QUOTED PASSAGE:
☆ ☆ ☆ ☆ ☆

An overview of interpretability of two models of unbound fraction that are used in combination with the well-stirred model for predicting hepatic clearance of drugs.

Hypothetical and experimental models of unbound fraction have been proposed to facilitate predicting the hepatic clearance (CL_H) of drugs from values of intrinsic clearance for the unbound drug (CL_{int-in vitro-unbound}) and the well-stirred model (WSM). The hypothetical model (fu_-adjusted) is adjusting the unbound fractions determined in plasma in vitro to estimate the maximum unbound fractions at the hepatocytes if each drug-protein complex in plasma becomes fully dissociated at the membrane by any albumin (ALB)-facilitated hepatic uptake mechanism. The model of fu_-adjusted is also adjusting the unbound fraction for a pH gradient effect across the membrane. Alternatively, the new experimental model (fu_-dynamic) measures the unbound fractions resulting to the dynamic dissociation kinetics from proteins in the presence of plasma and a liver enzyme in an in vitro assay. The objective of this study was to conduct an in-depth analysis of previous CL_H predictions made with these unbound fractions in a companion manuscript. Furthermore, a new dataset on transporter substrates was also included in this study. Finally, the physiological basis of fu_-adjusted has been redefined to extend its applicability with more drugs. In this case, there are lower concentrations of binding proteins in liver versus plasma that could also explain the higher unbound fractions for that organ. The outcomes associated to additional analyses pointed out that fu_-adjusted, again, generally provided the most accurate predictions of CL_H because fu_-dynamic has generated superior biases of underpredictions or overpredictions. For slowly metabolized drugs bound to ALB, fu_-dynamic was definitively less accurate than fu_-adjusted. For other drug properties, fu_-dynamic fared better but it was still not generally more accurate than fu_-adjusted. Furthermore, experimental values of fu_-dynamic were sometimes incoherent. For example, drugs bound to alpha-acid glycoprotein (AGP) did not follow the principle of fu_-dynamic (i.e., values of fu_-dynamic did not correlate with values of CL_{int-in vitro-unbound}) by contrast to those drugs bound to ALB. Therefore, the current experimental setting for fu_-dynamic might be unsuitable in some circumstances. Overall, this study confirmed that calculated values of fu_-adjusted were as accurate as experimental values of fu_-dynamic and can even be more accurate. A guidance on which unbound fraction to use in the WSM is also provided.

☆ ☆ ☆ ☆ ☆

PROBLEM DETAILS: List each short form that the abstract on unbound fraction models introduces in parentheses, together with the full term it stands for.

Images for locating objects:
☆ ☆ ☆ ☆ ☆

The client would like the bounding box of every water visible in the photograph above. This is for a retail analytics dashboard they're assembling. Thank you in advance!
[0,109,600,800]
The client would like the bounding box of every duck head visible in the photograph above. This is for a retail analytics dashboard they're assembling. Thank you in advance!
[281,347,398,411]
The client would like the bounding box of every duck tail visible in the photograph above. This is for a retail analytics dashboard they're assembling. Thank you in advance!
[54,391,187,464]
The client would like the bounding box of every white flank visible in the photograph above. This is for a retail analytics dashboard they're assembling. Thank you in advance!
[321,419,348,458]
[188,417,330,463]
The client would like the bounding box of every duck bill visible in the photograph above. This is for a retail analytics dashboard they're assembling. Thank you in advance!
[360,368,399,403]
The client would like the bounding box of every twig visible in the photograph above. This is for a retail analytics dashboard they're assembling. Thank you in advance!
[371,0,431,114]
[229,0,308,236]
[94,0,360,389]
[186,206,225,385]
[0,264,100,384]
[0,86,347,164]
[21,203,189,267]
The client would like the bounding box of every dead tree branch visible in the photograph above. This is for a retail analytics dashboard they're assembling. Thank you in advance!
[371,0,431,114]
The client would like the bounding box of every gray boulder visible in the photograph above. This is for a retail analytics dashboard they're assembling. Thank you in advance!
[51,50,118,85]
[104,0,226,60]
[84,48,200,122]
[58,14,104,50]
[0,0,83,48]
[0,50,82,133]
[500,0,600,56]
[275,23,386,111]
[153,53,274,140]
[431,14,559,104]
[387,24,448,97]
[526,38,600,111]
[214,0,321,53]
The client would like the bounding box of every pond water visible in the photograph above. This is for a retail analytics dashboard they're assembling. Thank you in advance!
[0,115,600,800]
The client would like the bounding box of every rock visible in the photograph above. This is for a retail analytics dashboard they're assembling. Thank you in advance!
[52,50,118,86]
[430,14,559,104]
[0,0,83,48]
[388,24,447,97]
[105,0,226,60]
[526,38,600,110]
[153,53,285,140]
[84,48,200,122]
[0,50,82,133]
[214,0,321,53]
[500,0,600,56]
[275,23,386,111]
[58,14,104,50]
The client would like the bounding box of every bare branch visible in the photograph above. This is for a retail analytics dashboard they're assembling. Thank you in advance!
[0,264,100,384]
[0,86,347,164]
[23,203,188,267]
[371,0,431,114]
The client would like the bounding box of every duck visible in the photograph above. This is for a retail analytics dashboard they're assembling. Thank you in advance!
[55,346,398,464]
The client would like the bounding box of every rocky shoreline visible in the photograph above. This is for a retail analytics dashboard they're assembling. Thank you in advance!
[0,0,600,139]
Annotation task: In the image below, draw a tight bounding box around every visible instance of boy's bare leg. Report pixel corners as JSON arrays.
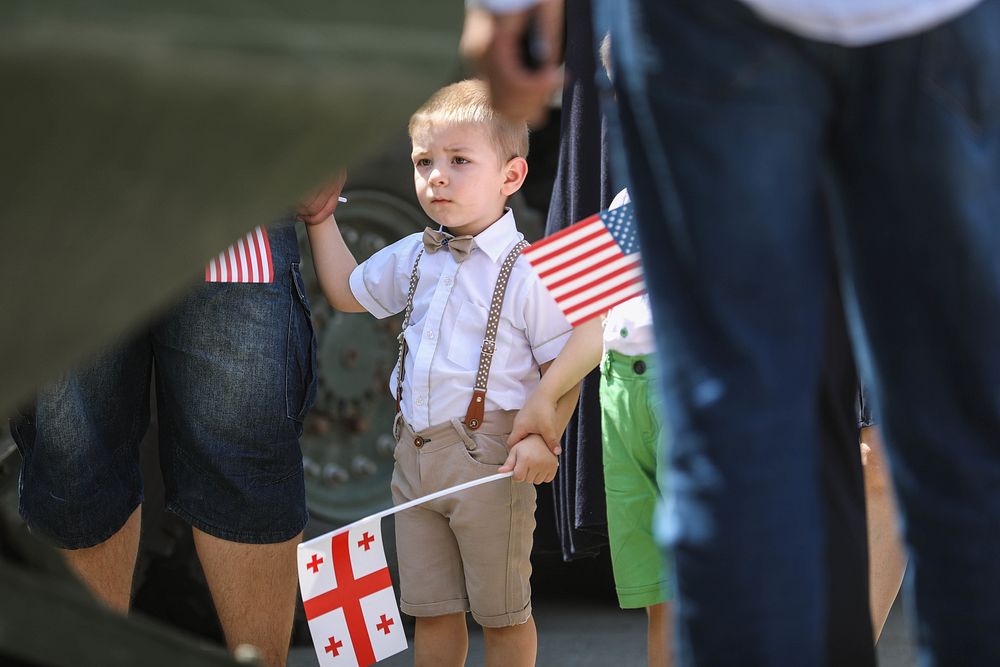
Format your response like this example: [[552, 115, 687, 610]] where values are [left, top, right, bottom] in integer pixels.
[[413, 613, 468, 667], [62, 507, 142, 614], [483, 616, 538, 667], [646, 602, 674, 667], [861, 427, 906, 642], [192, 528, 302, 667]]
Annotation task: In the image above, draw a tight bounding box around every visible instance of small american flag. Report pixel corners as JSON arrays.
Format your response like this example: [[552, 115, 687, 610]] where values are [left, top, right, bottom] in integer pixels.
[[205, 227, 274, 283], [524, 204, 646, 327]]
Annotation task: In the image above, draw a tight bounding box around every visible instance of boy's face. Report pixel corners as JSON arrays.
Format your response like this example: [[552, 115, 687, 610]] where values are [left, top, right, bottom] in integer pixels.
[[411, 123, 527, 235]]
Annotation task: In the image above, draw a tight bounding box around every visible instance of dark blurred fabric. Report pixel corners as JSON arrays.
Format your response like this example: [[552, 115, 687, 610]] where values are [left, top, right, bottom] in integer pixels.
[[545, 0, 624, 560]]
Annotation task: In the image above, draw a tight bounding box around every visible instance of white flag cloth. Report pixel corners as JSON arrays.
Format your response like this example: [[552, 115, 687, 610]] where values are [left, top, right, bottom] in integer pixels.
[[298, 517, 406, 667], [298, 472, 511, 667]]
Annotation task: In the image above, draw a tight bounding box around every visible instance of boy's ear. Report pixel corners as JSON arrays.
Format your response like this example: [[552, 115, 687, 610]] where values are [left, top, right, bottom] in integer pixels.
[[500, 156, 528, 197]]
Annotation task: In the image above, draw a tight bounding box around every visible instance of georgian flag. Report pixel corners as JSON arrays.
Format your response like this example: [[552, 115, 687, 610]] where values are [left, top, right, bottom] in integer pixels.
[[205, 227, 274, 283], [298, 515, 406, 667]]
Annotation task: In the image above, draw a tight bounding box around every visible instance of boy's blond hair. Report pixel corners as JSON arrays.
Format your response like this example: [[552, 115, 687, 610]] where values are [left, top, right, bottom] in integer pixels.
[[409, 79, 528, 162]]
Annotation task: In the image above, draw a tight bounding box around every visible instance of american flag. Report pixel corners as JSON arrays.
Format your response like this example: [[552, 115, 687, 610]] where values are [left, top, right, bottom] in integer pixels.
[[205, 227, 274, 283], [524, 204, 646, 327]]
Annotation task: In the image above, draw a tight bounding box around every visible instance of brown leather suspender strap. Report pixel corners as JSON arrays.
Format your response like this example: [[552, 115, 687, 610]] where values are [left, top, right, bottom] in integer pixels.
[[465, 241, 528, 431], [396, 248, 424, 414]]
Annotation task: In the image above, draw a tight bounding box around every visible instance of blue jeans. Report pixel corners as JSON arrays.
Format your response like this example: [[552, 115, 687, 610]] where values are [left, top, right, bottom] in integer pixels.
[[596, 0, 1000, 665], [11, 225, 317, 549]]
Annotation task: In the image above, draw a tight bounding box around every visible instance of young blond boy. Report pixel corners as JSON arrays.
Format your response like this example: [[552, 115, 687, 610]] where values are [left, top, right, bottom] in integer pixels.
[[304, 81, 576, 667]]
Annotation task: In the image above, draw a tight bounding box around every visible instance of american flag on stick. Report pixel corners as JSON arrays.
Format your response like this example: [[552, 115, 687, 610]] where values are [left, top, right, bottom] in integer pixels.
[[524, 204, 646, 327], [205, 227, 274, 283]]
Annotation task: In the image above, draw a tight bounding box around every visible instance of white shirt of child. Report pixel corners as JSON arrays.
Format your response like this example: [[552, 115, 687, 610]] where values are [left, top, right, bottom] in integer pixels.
[[350, 209, 572, 431], [604, 188, 656, 356], [482, 0, 982, 46]]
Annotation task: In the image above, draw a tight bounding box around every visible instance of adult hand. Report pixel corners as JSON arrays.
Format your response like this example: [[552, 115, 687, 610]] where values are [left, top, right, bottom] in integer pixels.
[[295, 169, 347, 225], [497, 435, 559, 484], [507, 392, 562, 454], [459, 0, 563, 124]]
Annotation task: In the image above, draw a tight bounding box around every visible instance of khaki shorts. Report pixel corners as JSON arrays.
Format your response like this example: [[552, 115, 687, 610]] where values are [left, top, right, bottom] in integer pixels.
[[392, 411, 535, 628]]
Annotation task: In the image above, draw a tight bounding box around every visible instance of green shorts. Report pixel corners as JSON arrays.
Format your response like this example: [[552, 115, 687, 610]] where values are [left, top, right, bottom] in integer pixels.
[[601, 352, 671, 609]]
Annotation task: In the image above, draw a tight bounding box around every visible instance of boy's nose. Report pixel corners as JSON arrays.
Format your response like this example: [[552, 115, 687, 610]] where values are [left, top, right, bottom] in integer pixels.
[[430, 169, 448, 185]]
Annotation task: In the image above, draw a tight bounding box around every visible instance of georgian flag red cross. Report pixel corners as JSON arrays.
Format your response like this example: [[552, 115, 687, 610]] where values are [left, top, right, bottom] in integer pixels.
[[298, 517, 406, 667], [297, 472, 511, 667]]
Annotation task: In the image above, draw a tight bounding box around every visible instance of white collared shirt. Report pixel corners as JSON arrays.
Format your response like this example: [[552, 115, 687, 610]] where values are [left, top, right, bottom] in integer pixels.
[[603, 188, 656, 356], [350, 209, 572, 431]]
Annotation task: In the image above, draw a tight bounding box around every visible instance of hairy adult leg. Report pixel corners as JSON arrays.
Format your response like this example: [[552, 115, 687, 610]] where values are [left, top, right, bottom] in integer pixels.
[[646, 602, 674, 667], [861, 427, 906, 641], [62, 507, 142, 614], [192, 529, 302, 667], [413, 613, 468, 667]]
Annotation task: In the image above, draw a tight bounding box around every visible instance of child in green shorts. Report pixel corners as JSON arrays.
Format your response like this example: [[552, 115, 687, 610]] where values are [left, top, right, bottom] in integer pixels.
[[510, 190, 670, 667]]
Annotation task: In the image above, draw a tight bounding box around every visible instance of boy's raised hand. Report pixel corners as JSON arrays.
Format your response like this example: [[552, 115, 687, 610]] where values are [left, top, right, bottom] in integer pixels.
[[295, 169, 347, 225], [498, 435, 559, 484]]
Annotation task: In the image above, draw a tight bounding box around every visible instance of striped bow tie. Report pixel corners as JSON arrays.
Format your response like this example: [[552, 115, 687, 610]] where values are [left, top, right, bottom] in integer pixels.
[[424, 227, 476, 262]]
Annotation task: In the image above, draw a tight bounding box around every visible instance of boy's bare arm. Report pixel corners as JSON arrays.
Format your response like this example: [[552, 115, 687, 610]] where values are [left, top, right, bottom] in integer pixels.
[[298, 173, 365, 313], [507, 317, 603, 454]]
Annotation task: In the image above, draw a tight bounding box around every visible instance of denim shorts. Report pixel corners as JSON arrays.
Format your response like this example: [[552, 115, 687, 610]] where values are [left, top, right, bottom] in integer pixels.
[[11, 225, 316, 549]]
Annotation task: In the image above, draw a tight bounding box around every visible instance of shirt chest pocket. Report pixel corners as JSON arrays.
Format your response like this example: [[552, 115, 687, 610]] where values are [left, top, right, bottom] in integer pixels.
[[448, 301, 510, 370]]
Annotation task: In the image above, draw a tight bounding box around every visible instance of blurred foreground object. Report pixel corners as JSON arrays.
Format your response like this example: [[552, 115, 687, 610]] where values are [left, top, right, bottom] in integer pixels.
[[0, 0, 462, 410]]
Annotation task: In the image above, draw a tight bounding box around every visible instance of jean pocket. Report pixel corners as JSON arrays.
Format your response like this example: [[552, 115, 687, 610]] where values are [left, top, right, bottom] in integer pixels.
[[924, 3, 1000, 132], [285, 263, 319, 422]]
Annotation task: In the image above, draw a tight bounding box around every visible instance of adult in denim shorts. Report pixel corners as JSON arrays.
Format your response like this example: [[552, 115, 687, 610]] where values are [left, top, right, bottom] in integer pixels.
[[12, 224, 316, 664]]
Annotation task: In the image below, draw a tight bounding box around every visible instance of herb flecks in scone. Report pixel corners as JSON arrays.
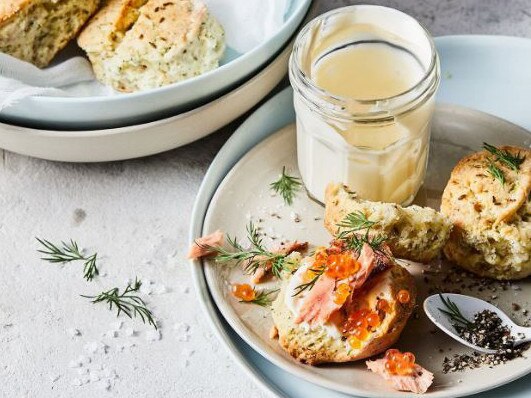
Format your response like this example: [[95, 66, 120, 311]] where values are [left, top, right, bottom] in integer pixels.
[[441, 144, 531, 279]]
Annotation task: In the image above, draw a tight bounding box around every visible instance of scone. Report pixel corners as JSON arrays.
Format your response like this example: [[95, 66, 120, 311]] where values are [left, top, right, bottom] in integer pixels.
[[271, 241, 416, 365], [78, 0, 225, 92], [325, 184, 452, 262], [441, 146, 531, 279], [0, 0, 100, 68]]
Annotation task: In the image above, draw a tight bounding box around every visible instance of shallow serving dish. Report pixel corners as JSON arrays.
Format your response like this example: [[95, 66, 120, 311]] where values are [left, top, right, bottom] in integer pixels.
[[0, 39, 291, 162], [0, 0, 311, 130]]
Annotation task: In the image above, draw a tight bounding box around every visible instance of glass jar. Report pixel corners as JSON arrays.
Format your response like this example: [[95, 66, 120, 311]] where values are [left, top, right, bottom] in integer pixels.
[[289, 5, 440, 205]]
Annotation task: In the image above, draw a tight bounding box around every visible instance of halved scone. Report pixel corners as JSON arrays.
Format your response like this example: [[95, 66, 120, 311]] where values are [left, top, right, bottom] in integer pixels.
[[271, 241, 416, 364], [325, 183, 452, 263]]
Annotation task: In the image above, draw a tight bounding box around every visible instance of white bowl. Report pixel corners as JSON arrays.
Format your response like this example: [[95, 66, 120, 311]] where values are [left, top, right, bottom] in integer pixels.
[[0, 0, 311, 130], [0, 43, 292, 162]]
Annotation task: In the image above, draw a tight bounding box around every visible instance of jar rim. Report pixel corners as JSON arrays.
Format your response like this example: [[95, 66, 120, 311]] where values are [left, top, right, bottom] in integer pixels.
[[290, 4, 438, 116]]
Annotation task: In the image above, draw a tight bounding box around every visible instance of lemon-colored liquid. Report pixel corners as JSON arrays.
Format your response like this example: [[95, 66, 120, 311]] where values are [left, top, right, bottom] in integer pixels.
[[312, 43, 424, 100], [295, 43, 433, 204]]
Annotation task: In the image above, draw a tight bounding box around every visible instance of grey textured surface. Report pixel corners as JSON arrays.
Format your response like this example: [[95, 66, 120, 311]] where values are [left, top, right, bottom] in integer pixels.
[[0, 0, 531, 397]]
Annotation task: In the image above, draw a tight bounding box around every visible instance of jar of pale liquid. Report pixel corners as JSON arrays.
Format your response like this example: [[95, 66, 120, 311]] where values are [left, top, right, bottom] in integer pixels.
[[289, 5, 440, 205]]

☆ ☆ ☆ ☆ ☆

TASK SOLUTION:
- CL_H: hepatic clearance
- CL_{int-in vitro-unbound}: intrinsic clearance for the unbound drug
- WSM: well-stirred model
- fu_-adjusted: the hypothetical model
- ALB: albumin
- fu_-dynamic: the new experimental model
- AGP: alpha-acid glycoprotein